JORNAL DO COMMERCIO – Revendo sua carreira, agora, você constata de alguma forma que virou referência de si própria?

CLAUDIA RAIA – A referência não está em mim própria. Nem me acho tão genial assim, eu prefiro buscar essas referências nos elementos que são o coração da construção da minha carreira: o Lennie Dale, o Dzi Croquetes, a Broadway e o teatro brasileiro de revistas... Foi isso que me inspirou a ter a carreira que eu tenho hoje, e trajetória que eu tenho. Com eles, comecei a perceber que queria fazer parte daquilo, daquela gente, daquele estilo, que não era só dançar, embora a dança tenha isso de ser meu oxigênio. Isso foi abrindo o leque para eu ser o que chamam de “artista completa”.

JC – Como foi essa história de você, aos sete anos, ter decidido se apresentar (ao bailarino) Lennie Dale?

CLAUDIA – Eu o via na TV, no JC Nacional, no Fantástico. Estava no Dzi Croquetes, fazia os musicais das grandes estrelas da música na época, ele tinha muito essa coisa da performance, foi o mentor da Elis, da Liza Minelli, da Betty Faria... Quando coreografou o filme New York, New York, eu pensei, ‘Gente, eu danço igual a ele’”. Aí, eu soube que ele estava no Teatro Brigadeiro, em São Paulo, com o Dzi... Eu enlouqueci a minha mãe, capricorniana insana que eu sou. Era de tarde, e ele estava ensaiando, sozinho, obsessivo. Uma parte da minha obsessão com ensaios vem dele. Quando o vi, fiquei embasbacada, olhando para ele, só de sunga, quase pelado, de uma leveza absurda, dançando um mambo, ainda com a purpurina da noite anterior (Lennie estava em temporada paulistana com o grupo Dzi Croquetes). Olhei pra ele, e disse: ‘Eu tenho sete anos e danço igual a você!’. E ele me mandou dançar. Dancei o mambo. Eu reproduzo essa cena no musical...

JC – O musical segue a ordem cronológica dos fatos na sua vida?

CLAUDIA – Ele vai e volta, como se fossem flashes da minha memória, contando minha própria história. Mas abro o espetáculo com essa cena. Eu e o Lennie ficamos íntimos, amigos. Ele me colocou em cima do canhão de luz pra assistir ao espetáculo, coberta por um pano preto. Se a censura pegasse uma criança ali, seria um horror. E nós viramos unha e carne. Ele me chamava de “Lennie Dale de saias”. Ele coreografava e não conseguia repetir. Como eu tinha uma memória de elefante, então eu dançava e ele mandava me filmar pra ter a coreografia. Foi assim que ele gravou a coreografia para o New York, New York, com a Liza Minelli...

JC – Você, então, foi a referência para a Liza Minelli fazer o New York...

### Problema proposto 1
Converta as linhas dos registros em uma lista JSON de strings, com uma string por linha e sem as linhas em branco, começando na primeira linha dos registros e terminando na linha que contém "left=256, top=360, right=307, bottom=389", com as duas incluídas. Deixe as imagens de fora da resposta.

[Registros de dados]
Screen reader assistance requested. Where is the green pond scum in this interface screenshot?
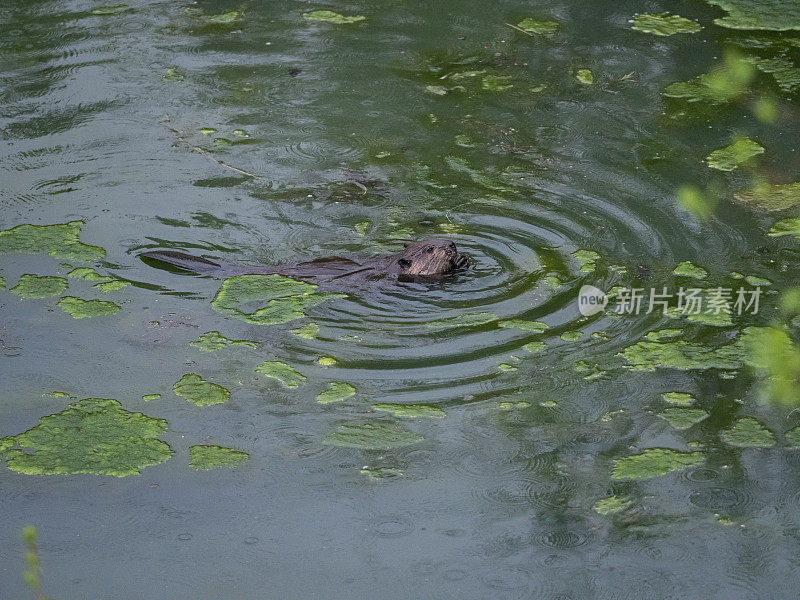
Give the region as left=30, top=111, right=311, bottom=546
left=10, top=273, right=69, bottom=299
left=256, top=360, right=307, bottom=389
left=0, top=398, right=172, bottom=477
left=172, top=373, right=231, bottom=406
left=0, top=221, right=106, bottom=262
left=189, top=445, right=250, bottom=471
left=58, top=296, right=122, bottom=319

### Problema proposto 2
Prossiga a entrevista sobre a carreira de Claudia Raia a partir da última frase apresentada.

### Resposta do exercício 1
[
  "Screen reader assistance requested. Where is the green pond scum in this interface screenshot?",
  "Give the region as left=30, top=111, right=311, bottom=546",
  "left=10, top=273, right=69, bottom=299",
  "left=256, top=360, right=307, bottom=389"
]

### Resposta do exercício 2
CLAUDIA – (Risos) Aquilo foi gravado numa fita de VHS, nem tenho mais. Aliás, ninguém se preocupava em guardar nada naquela época. Quando ela veio para cá, eu tava fazendo o Cabaret e fui fazer uma matéria com ela, como repórter, pro programa da Ana Maria Braga. Eu contei para ela que eu era a menininha da fita com a coreografia de Lennie e ela ficou completamente enlouquecida (risos).

JC – O seu teatro musical está mais para Broadway ou para a revista brasileira?

CLAUDIA – É um híbrido, sou brasileira, minha referência é o teatro de revista. Mas sou uma junção, o que faz um estilo diferente, não quero fazer algo nem tão brasileiro, nem tão americano, é fazer o conteúdo americano, eu sou uma comediante, o riso é do brasileiro, eu tenho que adaptar pro meu jeito. É outro tipo de humor, a gente não acha graça, e eu, no fundo, sou uma palhaça.

JC – Você vai fazer 50 anos de idade. Esperava estar exatamente onde está com essa idade?

CLAUDIA – Não projetei isso. Você sabe que meu marido, quando me conheceu profissionalmente, pensou: “Essa mulher é muito inteligente, uma estrategista, com uma carreira bem construída num país sem muita estrutura pras longas carreiras. Aí, quando me conheceu melhor, pensou: “Meu Deus, ela é louca. Não teve estratégia nenhuma”. Foi, na verdade, muito amor, muita obsessão pelo trabalho, pelas coisas que eu quero. Levantar projetos bonitos, coisas que ficam martelando na minha cabeça. A montagem de Crazy for You, por exemplo, ficou martelando mais de 20 anos na minha cabeça até eu conseguir. Olho pra minha vida e a vejo como resultado de uma mulher de teatro, que lutou muito pra chegar aonde quis. Eu comecei a fazer teatro musical pulando o fio do microfone. Era assim naquela época (risos).

JC – Dentro da diversidade, nenhum estilo de teatro hoje no Brasil movimenta tanto dinheiro e público no Brasil. O musical veio para ficar?

CLAUDIA – Quando eu comecei, ninguém cantava. Eu parava as pessoas na rua e perguntava se elas sabiam cantar Parabéns pra Você e chamava elas pra cantar no meu show. Evoluímos muito, o teatro musical brasileiro hoje é um grandioso entretenimento, com espetáculos grandes, performances lindas. Vi o Weeked no Brasil, uma montagem muito bonita, muito fiel, muito bacana ter isso aqui. Os musicais com os grandes nomes da MPB são incríveis, ao contar a vida desses ídolos que já morreram. É emocionante ver tudo isso virar musical. E ao mesmo tempo dar oportunidade ao público de ver aqui o que a Broadway faz há 50 anos na nossa frente. Hoje, temos compositores capazes de escrever canções incríveis para musicais. Fazer teatro continua um ato heróico, mas tudo isso veio pra ficar e só vai crescer.

JC – Mesmo com tanto sucesso?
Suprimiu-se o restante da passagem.